* AUFGABENSTELLUNG
Fassen Sie den Text zur Schlichtung in den Tarifverhandlungen in zwei Sätzen zusammen.

* DOKUMENT
○ ○ ○ ○ ○

Für die öffentlichen Arbeitgeber tritt der ehemalige hessische Ministerpräsident Roland Koch (CDU) mit Sitz im Wirtschaftsrat der CDU als Schlichter an. Die Gewerkschaften haben den ehemaligen Bremer Finanzsenator, Hans-Henning Lühr, einberufen. Die Arbeit der Schlichtungskommission wird in den nächsten Tagen beginnen. Sie werde noch diese Woche beginnen, spätestens am Donnerstag. Anfang April soll die Schlichtung dann abgeschlossen sein.

Bei der Rüstung sind sie fix, für Kolleg:innen tun sie nix?

Die öffentlichen Arbeitgeber, unter ihnen das Innenministerium, legen eine Blockadehaltung in den Tarifverhandlungen an den Tag. Denselben Staatskreisen gelingt es, sich an anderer Stelle auf die Mobilisierung von hunderten Milliarden zu einigen. Direkt einen Tag nach Scheitern der Verhandlungen wurde am Dienstag die Grundgesetzänderung für ein Sondervermögen von 500 Milliarden für „Infrastruktur“ und eine unbegrenzte Verschuldung zugunsten der Rüstung beschlossen.

○ ○ ○ ○ ○

(Datensätze zur Punktplatzierung)
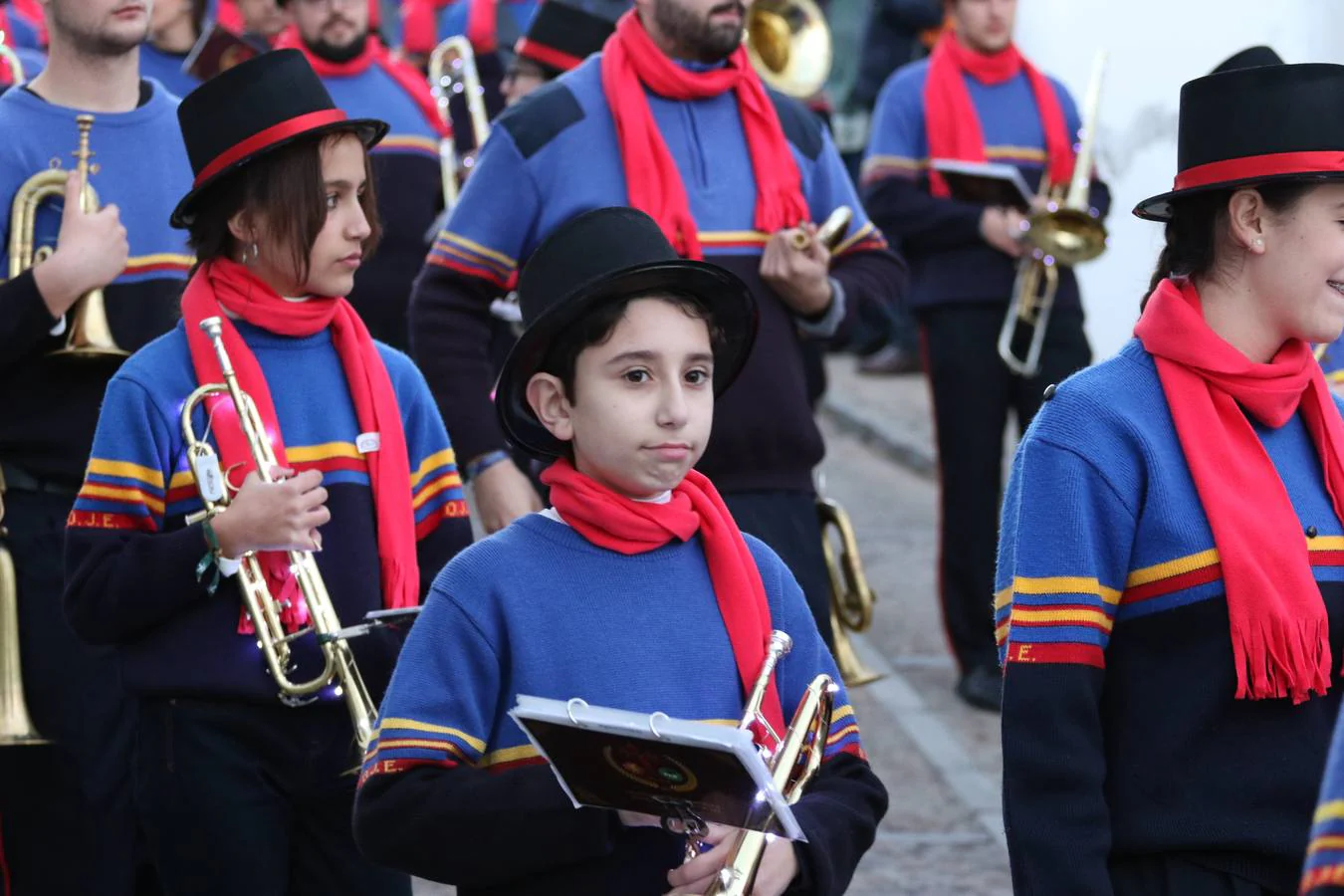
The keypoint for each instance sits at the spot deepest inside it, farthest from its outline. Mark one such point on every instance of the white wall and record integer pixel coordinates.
(1153, 47)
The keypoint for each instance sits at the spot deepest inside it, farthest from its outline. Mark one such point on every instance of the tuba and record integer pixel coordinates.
(338, 666)
(789, 46)
(89, 334)
(11, 61)
(1067, 231)
(452, 70)
(791, 764)
(15, 726)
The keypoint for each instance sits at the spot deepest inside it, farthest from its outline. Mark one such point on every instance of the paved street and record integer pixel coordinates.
(938, 758)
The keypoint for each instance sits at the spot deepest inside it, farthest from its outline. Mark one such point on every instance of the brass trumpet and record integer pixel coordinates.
(851, 596)
(452, 70)
(11, 61)
(89, 332)
(793, 764)
(16, 729)
(1068, 231)
(338, 668)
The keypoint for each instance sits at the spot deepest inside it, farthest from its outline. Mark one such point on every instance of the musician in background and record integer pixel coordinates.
(560, 37)
(173, 29)
(66, 808)
(241, 792)
(975, 99)
(613, 384)
(365, 81)
(732, 172)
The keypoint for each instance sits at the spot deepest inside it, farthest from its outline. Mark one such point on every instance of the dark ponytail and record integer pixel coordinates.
(1198, 223)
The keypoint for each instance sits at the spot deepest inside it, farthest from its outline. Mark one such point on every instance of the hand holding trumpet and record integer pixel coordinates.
(797, 264)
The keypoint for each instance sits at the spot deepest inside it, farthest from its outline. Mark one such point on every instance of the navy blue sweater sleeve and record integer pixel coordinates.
(1063, 555)
(26, 322)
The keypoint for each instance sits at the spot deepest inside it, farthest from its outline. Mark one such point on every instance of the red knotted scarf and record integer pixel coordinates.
(373, 53)
(951, 118)
(630, 62)
(1279, 629)
(617, 523)
(221, 287)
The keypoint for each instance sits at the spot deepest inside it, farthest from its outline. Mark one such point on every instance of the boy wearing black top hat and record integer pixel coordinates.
(636, 591)
(242, 788)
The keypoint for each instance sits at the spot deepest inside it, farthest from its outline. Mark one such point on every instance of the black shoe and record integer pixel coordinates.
(982, 688)
(890, 360)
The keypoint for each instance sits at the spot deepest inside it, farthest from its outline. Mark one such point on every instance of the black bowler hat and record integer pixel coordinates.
(595, 258)
(1255, 125)
(252, 109)
(1250, 58)
(560, 37)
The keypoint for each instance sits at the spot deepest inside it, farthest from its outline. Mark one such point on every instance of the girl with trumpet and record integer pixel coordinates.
(1171, 600)
(242, 792)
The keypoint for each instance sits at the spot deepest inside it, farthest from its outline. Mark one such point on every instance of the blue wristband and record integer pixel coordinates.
(479, 465)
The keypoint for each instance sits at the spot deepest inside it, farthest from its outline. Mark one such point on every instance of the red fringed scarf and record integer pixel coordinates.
(630, 62)
(221, 287)
(617, 523)
(951, 118)
(1278, 623)
(373, 54)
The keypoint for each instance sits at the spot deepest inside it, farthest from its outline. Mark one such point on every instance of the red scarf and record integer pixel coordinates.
(1279, 629)
(620, 524)
(373, 54)
(630, 62)
(951, 119)
(225, 285)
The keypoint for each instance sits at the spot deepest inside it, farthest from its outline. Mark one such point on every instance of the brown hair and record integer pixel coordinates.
(1198, 223)
(284, 188)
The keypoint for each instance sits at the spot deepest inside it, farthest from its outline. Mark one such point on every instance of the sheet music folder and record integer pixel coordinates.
(986, 181)
(655, 765)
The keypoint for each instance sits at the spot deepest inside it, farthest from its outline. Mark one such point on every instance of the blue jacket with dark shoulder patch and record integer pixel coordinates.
(557, 154)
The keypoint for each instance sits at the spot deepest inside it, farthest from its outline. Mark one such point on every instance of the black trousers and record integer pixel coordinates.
(66, 814)
(974, 392)
(1179, 876)
(787, 522)
(241, 798)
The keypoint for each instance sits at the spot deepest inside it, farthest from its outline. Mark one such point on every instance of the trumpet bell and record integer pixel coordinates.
(789, 46)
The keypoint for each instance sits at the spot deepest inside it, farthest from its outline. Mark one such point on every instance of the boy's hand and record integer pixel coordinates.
(779, 866)
(275, 516)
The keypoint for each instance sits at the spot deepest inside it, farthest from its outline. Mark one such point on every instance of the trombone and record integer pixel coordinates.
(1066, 231)
(89, 332)
(338, 661)
(11, 61)
(452, 70)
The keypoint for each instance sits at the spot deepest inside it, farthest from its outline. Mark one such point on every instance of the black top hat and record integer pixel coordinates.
(1248, 58)
(252, 109)
(560, 37)
(1255, 125)
(602, 256)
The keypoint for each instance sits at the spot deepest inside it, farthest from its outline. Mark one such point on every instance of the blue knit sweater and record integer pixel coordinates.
(1120, 730)
(540, 610)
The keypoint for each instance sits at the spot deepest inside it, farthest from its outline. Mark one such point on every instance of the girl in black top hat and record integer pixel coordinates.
(1171, 564)
(245, 790)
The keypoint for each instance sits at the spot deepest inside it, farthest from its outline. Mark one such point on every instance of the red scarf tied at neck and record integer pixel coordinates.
(373, 53)
(951, 118)
(630, 62)
(1278, 623)
(219, 287)
(621, 524)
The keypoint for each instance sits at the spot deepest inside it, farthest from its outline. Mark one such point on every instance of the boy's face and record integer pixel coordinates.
(642, 400)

○ ○ ○ ○ ○

* ENDERGEBNIS
Als Schlichter treten für die öffentlichen Arbeitgeber der ehemalige hessische Ministerpräsident Roland Koch (CDU) und für die Gewerkschaften der ehemalige Bremer Finanzsenator Hans-Henning Lühr an; die Schlichtungskommission soll noch diese Woche, spätestens am Donnerstag, ihre Arbeit aufnehmen und Anfang April abschließen. Während die öffentlichen Arbeitgeber, darunter das Innenministerium, in den Tarifverhandlungen eine Blockadehaltung zeigen, wurde am Dienstag, einen Tag nach dem Scheitern der Verhandlungen, eine Grundgesetzänderung für ein Sondervermögen von 500 Milliarden für „Infrastruktur“ und eine unbegrenzte Verschuldung zugunsten der Rüstung beschlossen.